#### PASSAGE FOR REVIEW ####

Just as antibiotic resistance by disease-causing bacteria poses a huge challenge to human and veterinary medicine, resistance of crop pests to chemicals is a major issue for food security and farm incomes.
The Hoosfield experiment at Rothamsted Research was started in 1852, and has seen cultivation of continuous spring barley ever since. Originally designed to test the effects of different inorganic fertilisers (N, P, K, Magnesium and sodium silicate), and farmyard manure, the experiment provides a globally unique opportunity to monitor the rise and fall of different bacteria and fungi that cause crop disease.
Researchers are investigating shifts in sensitivity to azoles, an important class of fungicides, analysed samples of infected barley leaves that were collected in the 19th Century.
These showed that an ancient gene CYP51A, found in the leaf blotch fungus, had almost been lost from the fungal gene pool but re-emerged in the late 20th century as the gene helps the pathogen to cope with azole fungicides treatments.

#### ENTRIES PROVIDED ####

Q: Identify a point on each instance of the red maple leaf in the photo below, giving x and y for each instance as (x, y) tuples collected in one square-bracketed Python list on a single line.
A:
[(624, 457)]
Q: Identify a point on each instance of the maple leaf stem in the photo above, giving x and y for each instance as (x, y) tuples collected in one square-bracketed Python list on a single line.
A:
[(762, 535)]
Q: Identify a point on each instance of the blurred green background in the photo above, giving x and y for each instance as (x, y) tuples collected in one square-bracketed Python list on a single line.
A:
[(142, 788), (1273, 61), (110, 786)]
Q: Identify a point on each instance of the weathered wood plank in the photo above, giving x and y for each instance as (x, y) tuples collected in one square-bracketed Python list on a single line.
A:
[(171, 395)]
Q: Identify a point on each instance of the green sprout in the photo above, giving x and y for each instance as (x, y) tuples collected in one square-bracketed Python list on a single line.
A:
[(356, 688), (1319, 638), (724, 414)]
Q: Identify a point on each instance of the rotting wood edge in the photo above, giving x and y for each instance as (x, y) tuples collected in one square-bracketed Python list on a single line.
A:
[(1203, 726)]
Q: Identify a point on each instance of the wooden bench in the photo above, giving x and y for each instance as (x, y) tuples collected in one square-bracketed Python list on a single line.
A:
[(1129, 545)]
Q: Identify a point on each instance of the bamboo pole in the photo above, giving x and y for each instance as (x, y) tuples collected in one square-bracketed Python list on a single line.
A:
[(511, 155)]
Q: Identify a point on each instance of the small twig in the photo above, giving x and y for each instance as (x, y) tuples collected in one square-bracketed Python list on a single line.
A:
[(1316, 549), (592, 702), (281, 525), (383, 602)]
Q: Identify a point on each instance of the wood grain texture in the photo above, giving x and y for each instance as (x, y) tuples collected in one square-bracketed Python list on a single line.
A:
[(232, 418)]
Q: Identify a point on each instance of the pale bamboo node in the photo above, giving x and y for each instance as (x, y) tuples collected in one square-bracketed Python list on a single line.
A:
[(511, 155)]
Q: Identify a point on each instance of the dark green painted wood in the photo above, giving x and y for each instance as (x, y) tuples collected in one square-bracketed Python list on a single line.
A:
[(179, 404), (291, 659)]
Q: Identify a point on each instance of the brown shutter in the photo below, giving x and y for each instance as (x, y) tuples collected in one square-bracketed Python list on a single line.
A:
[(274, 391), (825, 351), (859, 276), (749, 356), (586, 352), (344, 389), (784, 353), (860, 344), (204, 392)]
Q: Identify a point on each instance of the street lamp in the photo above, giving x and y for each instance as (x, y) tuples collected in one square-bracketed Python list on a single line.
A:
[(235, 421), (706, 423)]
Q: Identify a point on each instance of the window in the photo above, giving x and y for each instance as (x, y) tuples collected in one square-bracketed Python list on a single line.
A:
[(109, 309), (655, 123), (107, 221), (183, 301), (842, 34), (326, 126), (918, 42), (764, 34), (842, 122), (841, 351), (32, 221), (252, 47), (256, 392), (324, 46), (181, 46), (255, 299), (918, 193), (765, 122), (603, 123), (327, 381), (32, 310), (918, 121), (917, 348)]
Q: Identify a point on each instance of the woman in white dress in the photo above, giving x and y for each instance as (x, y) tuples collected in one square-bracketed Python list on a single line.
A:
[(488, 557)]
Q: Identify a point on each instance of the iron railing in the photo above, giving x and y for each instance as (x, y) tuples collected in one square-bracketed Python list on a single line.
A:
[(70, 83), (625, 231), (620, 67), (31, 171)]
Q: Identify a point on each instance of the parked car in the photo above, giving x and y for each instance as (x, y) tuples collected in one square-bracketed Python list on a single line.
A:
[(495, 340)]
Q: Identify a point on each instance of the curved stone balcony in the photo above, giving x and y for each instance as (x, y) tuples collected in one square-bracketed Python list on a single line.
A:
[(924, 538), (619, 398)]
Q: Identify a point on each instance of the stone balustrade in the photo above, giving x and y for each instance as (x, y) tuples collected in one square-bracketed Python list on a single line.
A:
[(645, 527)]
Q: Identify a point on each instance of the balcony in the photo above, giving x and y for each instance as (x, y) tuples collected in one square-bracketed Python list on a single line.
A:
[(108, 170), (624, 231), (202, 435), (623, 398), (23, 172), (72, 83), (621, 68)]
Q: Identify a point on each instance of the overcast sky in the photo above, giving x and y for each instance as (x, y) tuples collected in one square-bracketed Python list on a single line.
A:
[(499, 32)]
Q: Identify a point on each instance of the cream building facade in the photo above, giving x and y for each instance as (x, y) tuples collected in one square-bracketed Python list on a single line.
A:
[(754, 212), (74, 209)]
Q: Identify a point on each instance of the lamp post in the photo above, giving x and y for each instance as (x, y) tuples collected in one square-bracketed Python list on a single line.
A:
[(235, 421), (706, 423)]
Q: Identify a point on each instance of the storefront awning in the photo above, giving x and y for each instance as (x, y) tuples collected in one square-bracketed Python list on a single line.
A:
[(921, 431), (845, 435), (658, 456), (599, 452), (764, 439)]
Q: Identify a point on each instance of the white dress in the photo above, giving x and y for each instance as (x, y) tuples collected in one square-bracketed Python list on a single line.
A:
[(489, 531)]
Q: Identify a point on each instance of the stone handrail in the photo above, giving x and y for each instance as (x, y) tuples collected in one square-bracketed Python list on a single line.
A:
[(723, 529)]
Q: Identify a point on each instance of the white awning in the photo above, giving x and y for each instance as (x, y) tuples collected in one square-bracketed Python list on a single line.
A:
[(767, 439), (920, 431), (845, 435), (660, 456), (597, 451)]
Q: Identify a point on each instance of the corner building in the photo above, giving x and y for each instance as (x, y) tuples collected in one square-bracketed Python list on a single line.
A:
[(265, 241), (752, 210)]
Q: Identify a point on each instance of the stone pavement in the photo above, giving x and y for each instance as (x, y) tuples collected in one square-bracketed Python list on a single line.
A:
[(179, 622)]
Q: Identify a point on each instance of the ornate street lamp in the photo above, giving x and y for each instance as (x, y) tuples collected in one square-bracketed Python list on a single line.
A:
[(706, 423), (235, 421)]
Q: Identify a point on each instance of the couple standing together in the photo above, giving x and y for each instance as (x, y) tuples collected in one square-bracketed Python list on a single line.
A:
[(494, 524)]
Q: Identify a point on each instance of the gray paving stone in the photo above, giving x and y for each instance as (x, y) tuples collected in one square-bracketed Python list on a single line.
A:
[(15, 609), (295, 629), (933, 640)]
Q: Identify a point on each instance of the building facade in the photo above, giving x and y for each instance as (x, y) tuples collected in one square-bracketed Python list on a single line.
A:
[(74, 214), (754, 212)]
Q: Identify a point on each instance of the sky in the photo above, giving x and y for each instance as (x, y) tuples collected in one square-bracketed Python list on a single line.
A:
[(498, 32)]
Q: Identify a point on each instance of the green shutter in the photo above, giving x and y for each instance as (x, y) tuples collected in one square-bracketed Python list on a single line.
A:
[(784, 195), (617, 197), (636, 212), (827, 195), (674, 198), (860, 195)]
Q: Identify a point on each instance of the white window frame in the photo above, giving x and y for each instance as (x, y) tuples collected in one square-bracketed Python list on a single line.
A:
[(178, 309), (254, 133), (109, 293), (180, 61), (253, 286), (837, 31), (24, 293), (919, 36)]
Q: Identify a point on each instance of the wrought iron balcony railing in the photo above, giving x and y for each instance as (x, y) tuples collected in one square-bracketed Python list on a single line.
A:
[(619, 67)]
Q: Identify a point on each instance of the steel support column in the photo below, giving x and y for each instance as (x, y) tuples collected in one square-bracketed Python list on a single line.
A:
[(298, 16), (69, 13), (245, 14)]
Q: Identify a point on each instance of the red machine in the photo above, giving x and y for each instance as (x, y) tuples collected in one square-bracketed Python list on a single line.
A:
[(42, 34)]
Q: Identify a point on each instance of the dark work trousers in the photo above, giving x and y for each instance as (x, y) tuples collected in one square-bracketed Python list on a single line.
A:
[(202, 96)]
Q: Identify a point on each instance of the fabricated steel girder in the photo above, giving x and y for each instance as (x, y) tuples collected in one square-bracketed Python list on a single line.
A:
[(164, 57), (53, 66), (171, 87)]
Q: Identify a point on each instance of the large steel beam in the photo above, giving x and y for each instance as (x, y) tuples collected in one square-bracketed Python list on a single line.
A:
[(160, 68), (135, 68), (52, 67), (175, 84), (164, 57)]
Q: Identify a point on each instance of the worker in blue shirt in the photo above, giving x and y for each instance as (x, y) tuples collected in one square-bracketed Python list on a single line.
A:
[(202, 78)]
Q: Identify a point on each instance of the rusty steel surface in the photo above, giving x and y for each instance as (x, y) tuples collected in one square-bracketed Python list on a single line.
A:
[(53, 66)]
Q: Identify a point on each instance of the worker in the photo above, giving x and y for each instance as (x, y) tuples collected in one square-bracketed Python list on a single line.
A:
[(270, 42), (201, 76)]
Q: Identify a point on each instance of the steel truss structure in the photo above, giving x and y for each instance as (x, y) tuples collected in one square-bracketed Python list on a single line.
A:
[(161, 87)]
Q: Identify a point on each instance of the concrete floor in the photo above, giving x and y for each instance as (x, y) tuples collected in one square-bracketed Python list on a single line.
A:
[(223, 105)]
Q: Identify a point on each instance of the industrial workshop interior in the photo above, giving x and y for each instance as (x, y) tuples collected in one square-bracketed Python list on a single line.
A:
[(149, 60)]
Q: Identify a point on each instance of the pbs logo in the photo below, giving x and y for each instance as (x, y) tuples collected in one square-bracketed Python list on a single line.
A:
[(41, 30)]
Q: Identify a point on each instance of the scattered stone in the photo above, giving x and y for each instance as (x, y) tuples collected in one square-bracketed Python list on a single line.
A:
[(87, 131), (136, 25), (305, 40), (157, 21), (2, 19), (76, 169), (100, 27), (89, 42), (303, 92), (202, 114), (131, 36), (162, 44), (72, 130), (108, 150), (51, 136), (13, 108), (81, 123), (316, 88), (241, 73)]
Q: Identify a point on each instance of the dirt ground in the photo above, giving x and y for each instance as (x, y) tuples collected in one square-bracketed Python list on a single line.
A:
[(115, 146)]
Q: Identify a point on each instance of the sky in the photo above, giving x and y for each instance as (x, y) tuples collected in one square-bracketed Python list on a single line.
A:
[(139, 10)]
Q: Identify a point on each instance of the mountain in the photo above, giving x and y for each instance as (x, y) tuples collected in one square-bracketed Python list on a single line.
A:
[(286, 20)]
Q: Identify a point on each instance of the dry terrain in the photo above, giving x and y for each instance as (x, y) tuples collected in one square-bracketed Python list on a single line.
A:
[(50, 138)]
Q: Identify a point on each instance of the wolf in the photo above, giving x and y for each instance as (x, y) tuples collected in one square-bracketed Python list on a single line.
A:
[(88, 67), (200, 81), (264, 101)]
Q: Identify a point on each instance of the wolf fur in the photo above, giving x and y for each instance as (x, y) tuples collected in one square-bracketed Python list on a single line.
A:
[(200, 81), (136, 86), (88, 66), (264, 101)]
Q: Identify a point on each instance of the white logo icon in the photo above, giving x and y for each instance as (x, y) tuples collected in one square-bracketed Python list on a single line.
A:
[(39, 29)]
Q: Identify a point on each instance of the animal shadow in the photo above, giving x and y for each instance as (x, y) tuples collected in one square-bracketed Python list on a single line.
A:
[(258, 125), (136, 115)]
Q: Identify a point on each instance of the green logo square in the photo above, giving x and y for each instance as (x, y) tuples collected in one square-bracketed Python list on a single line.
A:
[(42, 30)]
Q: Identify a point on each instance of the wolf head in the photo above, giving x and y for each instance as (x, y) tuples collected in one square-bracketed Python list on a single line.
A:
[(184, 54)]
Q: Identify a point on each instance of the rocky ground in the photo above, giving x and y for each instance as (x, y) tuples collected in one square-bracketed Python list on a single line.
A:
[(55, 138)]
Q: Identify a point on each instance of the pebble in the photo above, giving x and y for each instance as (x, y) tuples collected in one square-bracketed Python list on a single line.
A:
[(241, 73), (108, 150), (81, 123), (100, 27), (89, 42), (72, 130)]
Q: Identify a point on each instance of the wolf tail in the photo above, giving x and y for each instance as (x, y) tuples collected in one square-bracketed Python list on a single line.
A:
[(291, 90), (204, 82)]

####

#### REQUIRED ACTION 1
According to the passage on the Hoosfield experiment, in what year was that experiment started?
#### REQUIRED ACTION 2
Write a continuation of the passage on the Hoosfield experiment, starting after its last sentence.

#### YOUR RESPONSE 1
1852

#### YOUR RESPONSE 2
This research provides important insights into the way that, just as in humans and animals, disease-causing microbes respond to the world around them. It also offers researchers a more detailed understanding of the evolution of resistance, which will help with the development of practical solutions.
Dr Bart Fraaije, lead scientist at Rothamsted Research, commented that he had to admire the foresight of the Rothamsted founders in keeping the samples “this means we can analyse samples from the 19th Century with 21st Century DNA sequencing technology” he says.